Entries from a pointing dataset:
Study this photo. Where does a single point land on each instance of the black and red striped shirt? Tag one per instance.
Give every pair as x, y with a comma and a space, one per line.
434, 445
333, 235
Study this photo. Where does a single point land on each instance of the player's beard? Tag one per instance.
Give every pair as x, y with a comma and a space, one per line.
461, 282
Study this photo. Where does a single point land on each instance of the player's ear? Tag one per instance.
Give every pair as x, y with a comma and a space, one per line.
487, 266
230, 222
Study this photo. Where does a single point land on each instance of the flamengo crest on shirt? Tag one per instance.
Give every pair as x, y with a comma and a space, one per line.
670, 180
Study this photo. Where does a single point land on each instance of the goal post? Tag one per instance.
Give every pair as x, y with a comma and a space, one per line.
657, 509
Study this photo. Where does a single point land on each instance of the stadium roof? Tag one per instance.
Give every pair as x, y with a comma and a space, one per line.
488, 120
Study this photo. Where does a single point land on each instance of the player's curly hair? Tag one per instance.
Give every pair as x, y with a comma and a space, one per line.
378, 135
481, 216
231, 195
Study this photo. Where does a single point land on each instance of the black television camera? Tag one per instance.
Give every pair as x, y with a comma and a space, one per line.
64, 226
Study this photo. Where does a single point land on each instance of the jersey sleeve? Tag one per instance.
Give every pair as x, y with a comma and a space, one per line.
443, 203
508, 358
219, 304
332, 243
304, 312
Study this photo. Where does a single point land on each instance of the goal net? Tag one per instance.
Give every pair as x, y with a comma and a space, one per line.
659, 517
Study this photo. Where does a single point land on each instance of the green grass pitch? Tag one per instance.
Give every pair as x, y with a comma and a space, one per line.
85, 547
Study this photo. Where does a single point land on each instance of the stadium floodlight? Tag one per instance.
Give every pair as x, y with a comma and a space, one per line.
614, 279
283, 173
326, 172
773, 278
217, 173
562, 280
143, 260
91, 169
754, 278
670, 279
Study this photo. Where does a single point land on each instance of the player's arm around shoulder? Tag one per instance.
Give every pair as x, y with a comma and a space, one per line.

EXERCISE INSTRUCTIONS:
Reproduce every line of the data, starting with the line containing "camera? Tag one per instance." and going on through the end of the data, keeping all wording intact. Shift each coordinate in the answers by -86.

RESULT FOR THIS TASK:
Study this photo. Where does a single point land on each instance of the black television camera? Tag one per instance.
Give every pair as x, y with a comma and a space, one per line.
-22, 140
Study this photo. Where does a single point land on each instance of the jersey sleeve? Tag one per instance.
Give every pair as x, y with a comma and a space, one per line.
357, 117
422, 272
133, 218
246, 157
218, 226
Study this photo. Where does a single point land on each instance of the goal net? Tag one per instance.
Give every pair as x, y with a comma and a space, one per line.
573, 431
Study this photo. Where does a single point land on each instance of the green grass pitch? Tag one per instance.
Give every pair as x, y with a comma and a space, one per line.
-1, 461
Study this photo. Where does a single point land on each instance of the stadium floodlight? Tag one per instance.
Give every pair as x, y with a comma and a space, one per line.
528, 193
197, 87
240, 86
687, 192
131, 87
476, 194
57, 174
5, 83
668, 192
584, 193
Study this photo. Where does a single point land on each instance of the player's arm around shoulder? Tag one per instance.
Give every pair as x, y with a comma and a space, one per line.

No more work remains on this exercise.